● **Cosa occorre**
Riscriva le righe che vanno da quella contenente "task | point to each instance of the white cloud, one" fino a quella contenente "[(422, 333), (52, 296), (110, 342)]", estremi compresi e richieste incluse, aggiungendo -30 a ogni coordinata riportata nelle risposte.

● **Dati**
* * *
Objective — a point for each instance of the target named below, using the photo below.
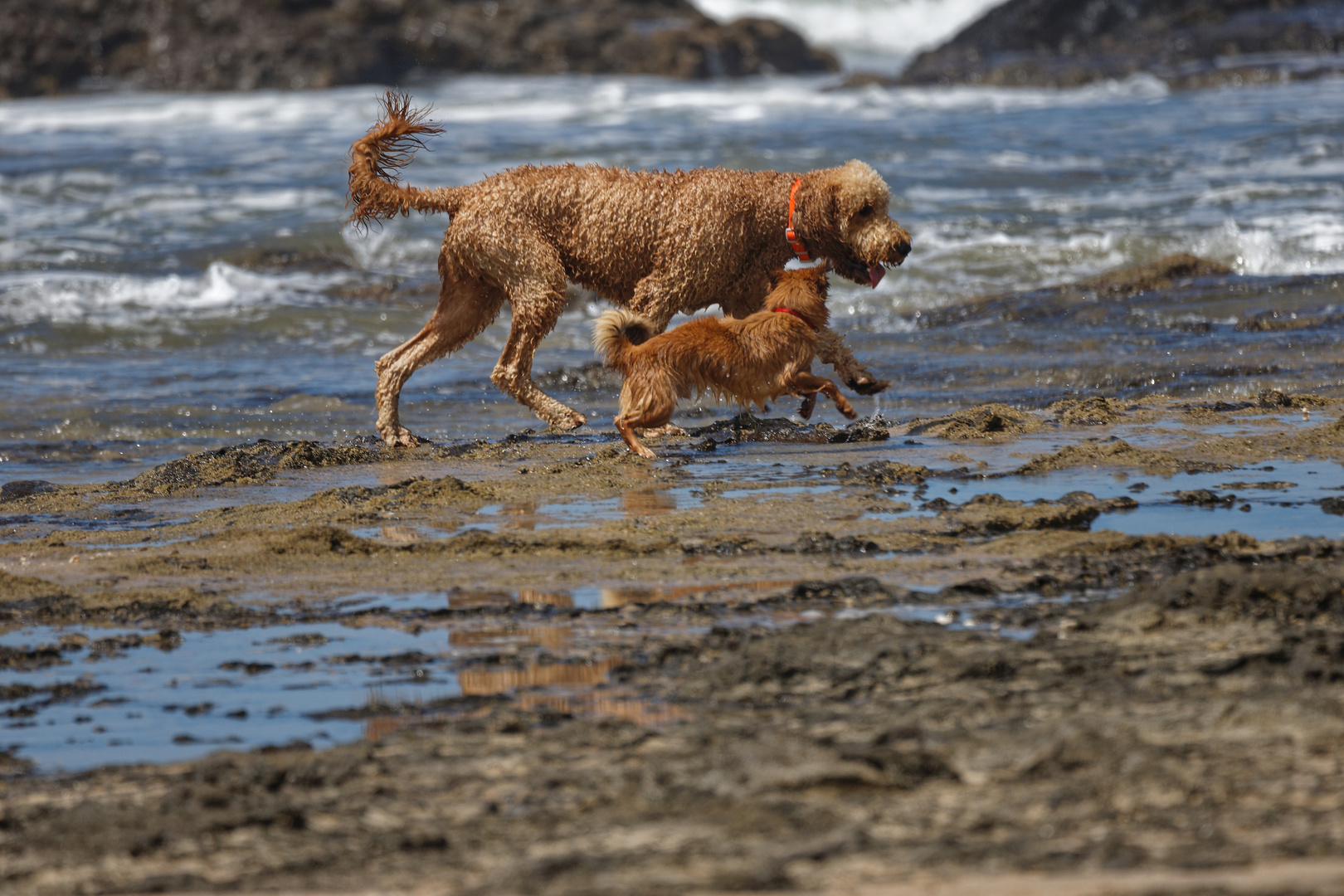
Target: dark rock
(15, 489)
(1187, 43)
(54, 46)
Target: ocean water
(177, 275)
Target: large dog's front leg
(830, 349)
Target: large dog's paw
(398, 437)
(866, 384)
(671, 429)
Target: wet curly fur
(655, 242)
(752, 360)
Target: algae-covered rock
(983, 422)
(247, 464)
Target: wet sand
(778, 657)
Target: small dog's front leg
(830, 349)
(667, 429)
(810, 402)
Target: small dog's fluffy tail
(377, 156)
(617, 332)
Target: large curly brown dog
(753, 360)
(656, 242)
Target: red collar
(791, 236)
(789, 310)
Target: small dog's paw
(864, 384)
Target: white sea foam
(125, 299)
(894, 28)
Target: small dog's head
(801, 290)
(843, 218)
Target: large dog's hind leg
(465, 308)
(537, 309)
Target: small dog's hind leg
(632, 440)
(465, 308)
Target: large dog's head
(841, 217)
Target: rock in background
(56, 46)
(1187, 43)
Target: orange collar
(789, 310)
(789, 234)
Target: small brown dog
(752, 359)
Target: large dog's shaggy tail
(377, 156)
(616, 334)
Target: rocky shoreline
(56, 46)
(793, 683)
(1187, 43)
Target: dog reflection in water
(753, 359)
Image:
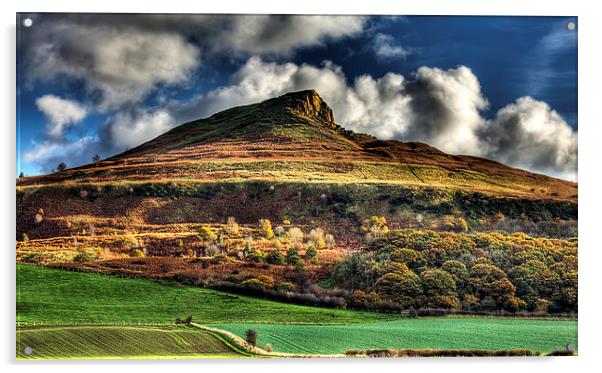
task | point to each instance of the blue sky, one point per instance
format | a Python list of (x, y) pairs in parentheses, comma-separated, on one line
[(499, 87)]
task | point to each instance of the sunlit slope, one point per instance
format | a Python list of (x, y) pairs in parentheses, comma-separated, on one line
[(295, 138)]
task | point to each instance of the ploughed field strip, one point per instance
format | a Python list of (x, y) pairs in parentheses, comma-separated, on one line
[(441, 333), (101, 299), (120, 342), (53, 296)]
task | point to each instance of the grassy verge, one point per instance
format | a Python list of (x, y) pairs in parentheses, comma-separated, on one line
[(120, 342), (442, 333), (51, 296)]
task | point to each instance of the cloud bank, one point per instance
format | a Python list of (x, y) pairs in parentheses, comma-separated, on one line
[(121, 59), (61, 113), (440, 107), (125, 57)]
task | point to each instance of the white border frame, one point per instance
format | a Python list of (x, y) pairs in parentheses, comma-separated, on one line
[(589, 26)]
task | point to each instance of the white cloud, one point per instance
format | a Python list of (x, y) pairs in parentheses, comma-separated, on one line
[(61, 113), (124, 57), (126, 130), (529, 134), (49, 153), (439, 107), (445, 109), (122, 64), (385, 46), (265, 34)]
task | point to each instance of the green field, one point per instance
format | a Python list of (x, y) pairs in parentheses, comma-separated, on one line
[(421, 333), (52, 296), (109, 342)]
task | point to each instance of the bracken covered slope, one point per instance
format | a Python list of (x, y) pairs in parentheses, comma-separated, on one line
[(294, 138)]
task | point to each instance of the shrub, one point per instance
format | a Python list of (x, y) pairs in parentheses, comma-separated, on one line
[(316, 238), (232, 226), (251, 337), (85, 255), (257, 256), (255, 284), (286, 286), (207, 234), (212, 250), (274, 257), (248, 249), (292, 256), (266, 228), (375, 227), (137, 253), (311, 254), (295, 235)]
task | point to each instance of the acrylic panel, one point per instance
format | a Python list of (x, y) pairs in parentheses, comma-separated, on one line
[(227, 186)]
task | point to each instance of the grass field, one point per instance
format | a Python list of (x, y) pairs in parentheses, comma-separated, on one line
[(422, 333), (52, 296), (110, 342)]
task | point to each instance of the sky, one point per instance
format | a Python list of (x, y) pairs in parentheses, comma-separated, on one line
[(503, 88)]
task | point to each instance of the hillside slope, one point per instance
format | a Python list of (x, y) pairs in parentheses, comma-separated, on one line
[(294, 138)]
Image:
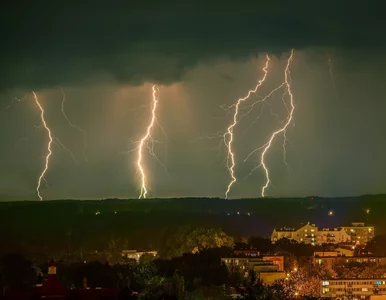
* * *
● **Risposta finale**
task | point to each instance of the white cloud, one point per instance
format | a Python list of (x, y) pairs in parentheses, comma-separated, on one line
[(31, 83), (94, 27), (96, 100), (499, 104), (19, 123), (409, 77), (415, 79), (92, 34), (355, 16), (235, 4)]
task | point to each instance of the green field, one point per instance
format | a Python list of (x, y) pairs in parentheses, comma-separated, on one line
[(391, 303), (22, 266), (79, 312)]
task | point to each instance of the bracken covered slope, one point per instance
format | a Python list of (x, y) pairs in parentheses, comma-separated, on one line
[(264, 108)]
task | point to each instance of the shrub, one point per instance
format | a Python list of (x, y) pairs in parentheses, comma-separated, on one line
[(286, 208), (202, 196), (221, 307), (55, 225), (227, 226), (225, 254), (256, 256), (177, 204), (182, 220), (244, 227), (218, 219), (262, 226), (236, 198), (345, 197), (107, 223), (281, 224), (265, 205)]
task | point to each instance of the acrylic panel, one point per instance
format | a Python list of (x, y) pairs in parentheses, comma-separated, on one line
[(197, 156)]
task | point to each instance of the grass field, one point per instance
format | a Python list of (x, y) pairs in parentheses, comma-separated, on one line
[(392, 303), (22, 266), (80, 312)]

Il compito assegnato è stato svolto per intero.